▸ Excerpted passage:
<<<<
# Data Ingestion
Ingest knowledge to vector database for semantic search. We will ingest data from `qa_samples.csv`.

*Note*
- You must grant this notebook instance with access of SageMaker `huggingface-inference-eb` invocation access
- You must grant this notebook instance with access of `VectorDBMasterUserCredentials` and `OpenSearchHostURL` in SecretsManager read access


In [18]:
import pandas as pd

qas = pd.read_csv('qa_samples.csv', usecols = ['question', 'answers'])

qas

Unnamed: 0,question,answers
0,what are the main quality control methods for ...,The main quality control methods for machined ...
1,What are the common casting defects in foundry?,Some common casting defects in foundry include...
2,What are the main causes of low productivity ...,The main causes of low productivity in assembl...
3,What are some key points for improving qualit...,Some key points for improving quality in manuf...
>>>>
▸ Available data:
<<<<
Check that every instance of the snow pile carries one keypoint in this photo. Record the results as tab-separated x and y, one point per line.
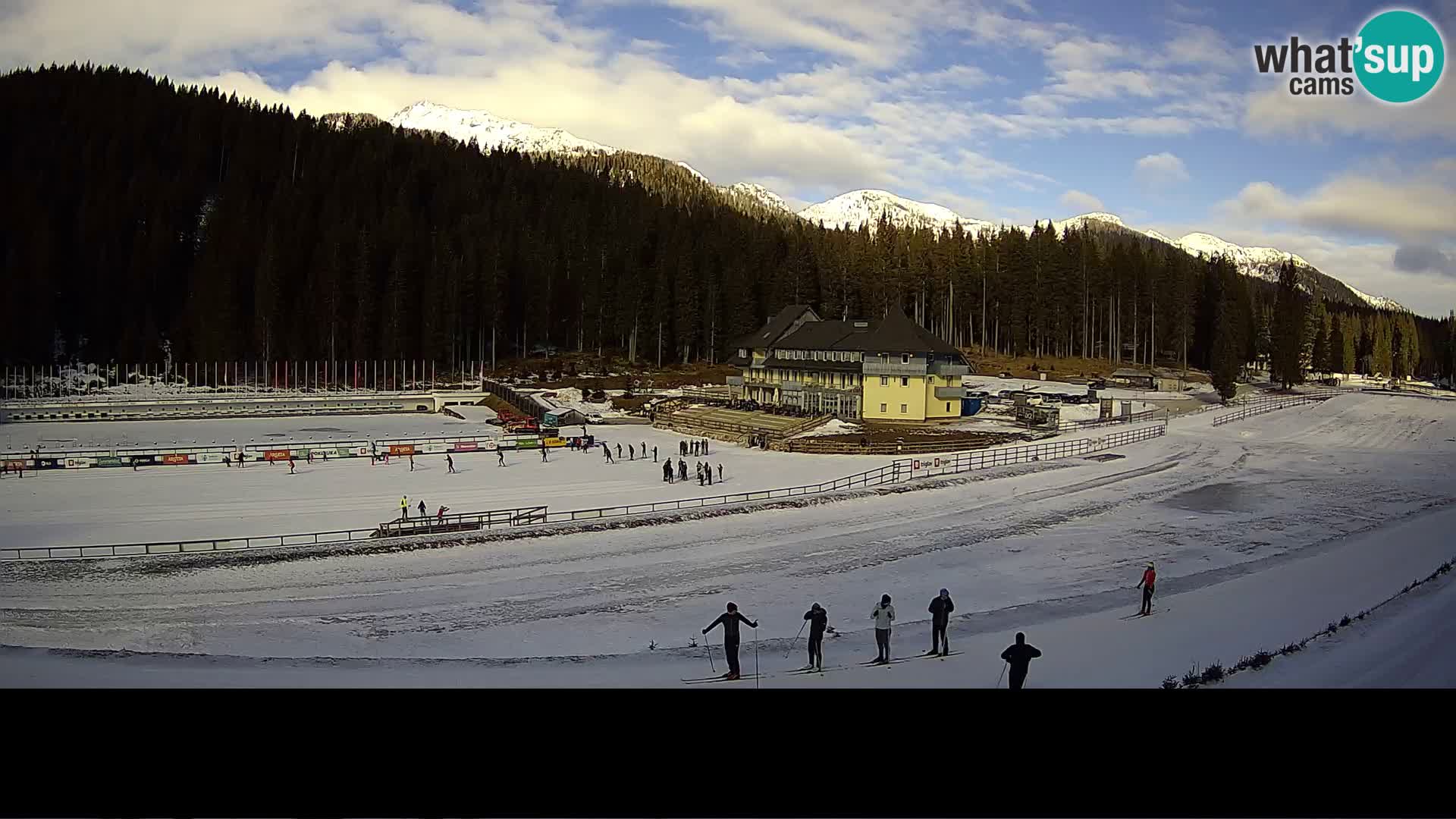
>>>>
▸ Brief A:
From the prose of the data ingestion notebook, outside its code, list every name set in code formatting.
▸ Brief B:
Quote the data ingestion notebook word for word, starting with "Unnamed: 0,question,answers" and going on through "in foundry include...".

▸ Task output A:
qa_samples.csv
huggingface-inference-eb
VectorDBMasterUserCredentials
OpenSearchHostURL

▸ Task output B:
Unnamed: 0,question,answers
0,what are the main quality control methods for ...,The main quality control methods for machined ...
1,What are the common casting defects in foundry?,Some common casting defects in foundry include...